Problem: Reproduce the data below word for word, leaving out the images.

Data provided:
○ ○ ○ ○ ○
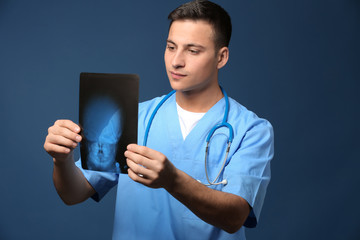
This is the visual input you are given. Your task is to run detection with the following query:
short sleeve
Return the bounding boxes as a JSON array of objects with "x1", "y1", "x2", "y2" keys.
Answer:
[
  {"x1": 75, "y1": 160, "x2": 119, "y2": 202},
  {"x1": 223, "y1": 120, "x2": 274, "y2": 228}
]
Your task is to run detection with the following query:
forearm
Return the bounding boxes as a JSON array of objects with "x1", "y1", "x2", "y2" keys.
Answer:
[
  {"x1": 166, "y1": 170, "x2": 250, "y2": 233},
  {"x1": 53, "y1": 156, "x2": 95, "y2": 205}
]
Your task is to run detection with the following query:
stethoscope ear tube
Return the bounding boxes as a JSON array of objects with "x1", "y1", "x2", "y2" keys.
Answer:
[{"x1": 205, "y1": 141, "x2": 231, "y2": 186}]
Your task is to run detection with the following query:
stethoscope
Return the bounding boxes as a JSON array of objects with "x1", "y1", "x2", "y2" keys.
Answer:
○ ○ ○ ○ ○
Response:
This is the visual input you are given. Your task is to run detection with the following query:
short sleeve
Return the bounding boxes as a JSON array of objects with "x1", "y1", "x2", "y2" keys.
Answer:
[
  {"x1": 75, "y1": 160, "x2": 119, "y2": 202},
  {"x1": 223, "y1": 120, "x2": 274, "y2": 228}
]
Your task is to run detection with the following query:
forearm
Return the bounding boxes as a JSON array of objects with "x1", "y1", "x2", "y2" keys.
Answer:
[
  {"x1": 166, "y1": 170, "x2": 250, "y2": 233},
  {"x1": 53, "y1": 156, "x2": 95, "y2": 205}
]
Your task is to run detection with the following query:
stethoscope ear tube
Return the bounding boxes as a JSON array of objects with "x1", "y1", "x2", "y2" keys.
Answer:
[{"x1": 205, "y1": 141, "x2": 231, "y2": 186}]
Your task is to run detection with the following query:
stethoscope
Return the bounding boxes as a JSON array of objects with "x1", "y1", "x2", "y2" keys.
Answer:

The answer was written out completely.